*** Opening Source information ***

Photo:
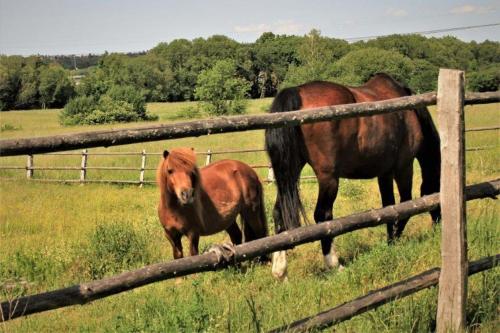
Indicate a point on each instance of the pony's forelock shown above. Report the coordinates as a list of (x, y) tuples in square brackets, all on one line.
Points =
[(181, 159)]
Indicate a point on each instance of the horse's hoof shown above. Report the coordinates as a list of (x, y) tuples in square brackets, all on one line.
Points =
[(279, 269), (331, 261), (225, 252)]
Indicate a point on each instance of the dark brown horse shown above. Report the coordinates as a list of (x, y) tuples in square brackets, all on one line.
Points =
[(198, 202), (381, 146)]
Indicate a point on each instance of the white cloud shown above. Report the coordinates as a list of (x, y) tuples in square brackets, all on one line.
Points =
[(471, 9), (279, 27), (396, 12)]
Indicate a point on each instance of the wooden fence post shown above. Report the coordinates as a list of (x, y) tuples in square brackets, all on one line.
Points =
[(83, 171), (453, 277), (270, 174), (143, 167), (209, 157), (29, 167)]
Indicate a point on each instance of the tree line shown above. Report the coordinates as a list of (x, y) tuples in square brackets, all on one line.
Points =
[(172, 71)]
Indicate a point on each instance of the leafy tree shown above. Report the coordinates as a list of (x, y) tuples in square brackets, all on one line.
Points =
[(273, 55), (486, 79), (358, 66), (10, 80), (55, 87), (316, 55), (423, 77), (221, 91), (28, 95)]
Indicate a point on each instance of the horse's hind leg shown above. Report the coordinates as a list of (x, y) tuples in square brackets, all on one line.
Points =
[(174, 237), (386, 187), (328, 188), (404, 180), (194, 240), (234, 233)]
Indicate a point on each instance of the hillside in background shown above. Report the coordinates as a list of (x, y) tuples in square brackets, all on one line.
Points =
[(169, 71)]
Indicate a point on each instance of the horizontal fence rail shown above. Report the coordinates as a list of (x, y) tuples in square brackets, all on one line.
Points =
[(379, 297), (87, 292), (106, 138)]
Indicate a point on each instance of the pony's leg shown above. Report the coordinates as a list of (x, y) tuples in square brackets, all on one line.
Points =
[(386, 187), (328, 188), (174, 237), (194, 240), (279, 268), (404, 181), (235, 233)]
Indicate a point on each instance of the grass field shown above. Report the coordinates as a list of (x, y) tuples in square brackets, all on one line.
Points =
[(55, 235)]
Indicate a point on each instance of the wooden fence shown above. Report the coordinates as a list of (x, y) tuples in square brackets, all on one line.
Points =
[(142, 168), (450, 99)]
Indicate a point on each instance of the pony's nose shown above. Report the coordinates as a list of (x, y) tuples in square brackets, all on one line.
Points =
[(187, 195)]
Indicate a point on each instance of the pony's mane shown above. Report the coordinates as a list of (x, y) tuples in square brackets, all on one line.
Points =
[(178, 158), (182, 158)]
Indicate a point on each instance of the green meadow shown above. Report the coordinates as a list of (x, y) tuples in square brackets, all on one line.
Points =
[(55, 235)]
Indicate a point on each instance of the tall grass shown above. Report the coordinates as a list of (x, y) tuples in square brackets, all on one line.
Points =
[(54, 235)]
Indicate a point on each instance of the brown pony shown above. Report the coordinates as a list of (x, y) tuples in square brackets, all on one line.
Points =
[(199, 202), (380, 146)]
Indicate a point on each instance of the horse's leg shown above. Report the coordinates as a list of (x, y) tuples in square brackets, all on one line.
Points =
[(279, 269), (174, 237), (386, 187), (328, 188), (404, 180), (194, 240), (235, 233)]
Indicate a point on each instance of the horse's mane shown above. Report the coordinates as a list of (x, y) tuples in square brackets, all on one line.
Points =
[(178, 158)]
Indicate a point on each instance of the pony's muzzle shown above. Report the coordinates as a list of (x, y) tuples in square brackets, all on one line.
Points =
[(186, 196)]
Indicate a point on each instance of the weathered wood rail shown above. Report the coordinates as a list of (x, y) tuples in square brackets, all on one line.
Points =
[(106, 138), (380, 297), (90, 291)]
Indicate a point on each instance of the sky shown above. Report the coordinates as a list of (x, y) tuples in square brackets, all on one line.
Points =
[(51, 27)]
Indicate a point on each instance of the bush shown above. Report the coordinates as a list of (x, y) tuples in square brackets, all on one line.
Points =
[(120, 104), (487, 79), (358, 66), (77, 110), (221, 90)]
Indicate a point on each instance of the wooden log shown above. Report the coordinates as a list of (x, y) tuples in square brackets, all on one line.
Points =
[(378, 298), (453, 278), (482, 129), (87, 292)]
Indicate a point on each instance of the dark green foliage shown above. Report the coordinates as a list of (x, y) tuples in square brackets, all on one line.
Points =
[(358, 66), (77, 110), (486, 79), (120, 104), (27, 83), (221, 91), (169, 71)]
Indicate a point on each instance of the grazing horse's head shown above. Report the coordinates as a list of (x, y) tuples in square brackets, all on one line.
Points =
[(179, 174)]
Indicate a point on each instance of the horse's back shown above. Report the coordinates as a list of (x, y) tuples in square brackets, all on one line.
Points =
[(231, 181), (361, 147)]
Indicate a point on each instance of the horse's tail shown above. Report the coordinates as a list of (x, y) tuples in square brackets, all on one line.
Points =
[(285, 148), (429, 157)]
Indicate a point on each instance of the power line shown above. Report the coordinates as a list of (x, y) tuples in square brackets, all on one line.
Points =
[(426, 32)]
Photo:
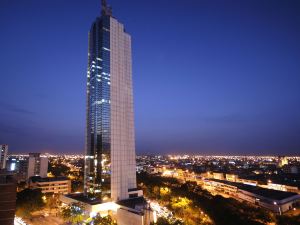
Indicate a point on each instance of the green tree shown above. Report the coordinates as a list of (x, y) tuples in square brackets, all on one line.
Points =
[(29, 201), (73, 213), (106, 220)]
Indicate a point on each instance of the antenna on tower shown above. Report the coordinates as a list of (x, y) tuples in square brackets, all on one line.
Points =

*** Closing Source information ***

Assigned task — Word for word, reproduce the listing above; no image should be carried over.

Result of the exercise —
Photo:
Indicate a point on each instance of the pony's forelock shown above. Report the coordinates as a list of (x, y) tuples in square brackets, all on one line.
Points =
[(181, 159)]
Indicate a point on each instance of the horse's hoof shown above. Report the coordinates as a list of (x, y) tuples in square brackets, all on one line.
Points =
[(279, 269), (331, 261), (225, 252)]
Indicate a point on each instance of the dark brown horse shown above. Report the coordinates as a list of (x, y) tuples in square brackets, all on one line.
Points =
[(198, 202), (381, 146)]
Indicate a point on each instance of the white cloud shown above. Report the coordinates as a list of (x, y) tuples in square brackets, all on one line.
Points =
[(471, 9), (279, 27), (396, 12)]
Indicate a point on each instance of the wooden fence post shown above. Report the coordinates as a list of (x, y) tuples in square brackets, all on one line.
Points =
[(83, 171), (453, 277), (270, 174), (143, 167), (209, 157), (29, 167)]
Indicate a point on each instance of the tree line shown above. Report the coordinates as a list of (x, y) tuples in square brackets, all on one line.
Points =
[(172, 71)]
Indicate a point on each instance of the leafy tree shown above. Report the coordinates as a list of (x, y) tuples in square brackets, all on one line.
Points =
[(273, 55), (486, 79), (358, 66), (10, 80), (55, 87), (316, 55), (423, 77), (221, 91), (28, 95)]
Indicate a point on each instance of the horse's hind leg shown above. Report the coordinates as a list of (x, y) tuples in square brackets, all on one line.
Points =
[(174, 237), (386, 187), (328, 188), (404, 180), (194, 240), (234, 233)]
Indicate a point on each instance of the hillside in background shown above. Report the coordinates as a list of (x, y) tuples in square brackets, all on one line.
Points =
[(169, 71)]
Indicate a point on each instance of the horizontal fence rail shown above. Report the coordinates as a list of (x, y) tuples in square brackets, all on one line.
Points =
[(379, 297), (87, 292), (106, 138)]
Indicate a point on each instance of the pony's leg shown above. Report the coordinates as a list of (x, y) tuples in square brackets, all on one line.
Points =
[(386, 187), (328, 188), (174, 237), (194, 240), (279, 268), (404, 181), (235, 233)]
Indicate a point on each instance of the grass field shown above. Report the coordinates as a list of (x, y) tuples in square brackets, all on one line.
Points =
[(55, 235)]
Indicate a point on each instance of the wooden fence shown above. Report the coordinates as a list of (x, y) tuples in square brackets, all on one line.
Points =
[(142, 168), (450, 99)]
Indicate a point on each instance of the pony's nose shown above. Report the coordinates as a list of (x, y) tuples in square brackets, all on one line.
Points =
[(187, 195)]
Indicate a point on each instance of the pony's mane shown above. Report the coordinates as a list of (x, y) tuples in square brackets, all on one line.
Points =
[(178, 158), (182, 158)]
Indicate a point on each instance of the green meadow shown above. Report the coordinates as a list of (x, y) tuples in square brackets, all on one line.
Points =
[(55, 235)]
Indicate a point on each instance of the tall grass shown above. Report the coordinates as a list of (x, y) tuples in square brackets, all on one line.
Points =
[(54, 235)]
Indicate a point on each instance of the brown pony shown above. Report the coordinates as a list of (x, y) tuples in square brackets, all on one line.
Points =
[(199, 202), (380, 146)]
Indicate a point on each instance of the horse's leg shown above. Report the coordinates as a list of (x, y) tuples in square brackets, all on one line.
Points =
[(279, 269), (174, 237), (386, 187), (328, 188), (404, 180), (194, 240), (235, 233)]
Indicate a point on each instance of the horse's mane shown above. Report the coordinates as a list of (x, y) tuples in square brackets, all on one line.
Points =
[(178, 158)]
Indicate a point on each instance of the pony's muzzle shown above. Report the coordinates as a list of (x, y) tuples in square brackets, all on one line.
Points =
[(186, 196)]
Indicate a point on each instance of the weathered wood rail shown above. Report the coordinates as a list of (x, y) tuples in square brackets, all on one line.
Points =
[(106, 138), (380, 297), (90, 291)]
Indicate a point on each instance of the sky shown above. Report the coordinates as a list of (x, y) tuples in square brackets, all on one line.
Points =
[(51, 27)]
Indicate a point on each instance of the bush shown above. Report the coordinates as a list of (x, y) tuples in square brackets, all on one line.
Points =
[(120, 104), (487, 79), (358, 66), (77, 110), (221, 90)]
Indicate a point on each instance of the wooden log shown above. Report the coordinates as a list of (x, y) tuples in square brackets, all on one line.
Points =
[(378, 298), (453, 278), (482, 129), (87, 292)]
Indicate a point on each instance of the dark green foliage shown above. Report the coordinates as a list of (x, y) tuples in square brackets, all on one line.
Points =
[(358, 66), (77, 110), (486, 79), (120, 104), (27, 83), (221, 91), (169, 71)]
Indicate a point on each instance of the grazing horse's head shown above. Report the coordinates as a list of (x, y) tuples in square brackets, all on one line.
Points =
[(179, 174)]
Indicate a point on each instance of the horse's back shown above. Report the coordinates as a list of (x, y) tuples in square brackets, all on one line.
Points =
[(231, 181), (361, 147)]
Indicate a point on each instance of the horse's tail shown above. Report the coordinates as a list of (x, y) tuples in square brackets, all on one line.
Points =
[(285, 148), (429, 157)]
Indicate a point on each instance of the power line shown above. Report the coordinates as a list of (x, y) tuples in square brackets, all on one line.
Points =
[(426, 32)]
Photo:
Indicate a point on each instance of the green tree shown above. Report the coordinates as a list of (x, y) tuples in square brackets, all on one line.
Points =
[(29, 201), (73, 213), (106, 220)]
Indicate a point on each instance of the antenna on tower shown above. Report the coordinates as a list of (x, y) tuples in square brackets, all on one line.
Points =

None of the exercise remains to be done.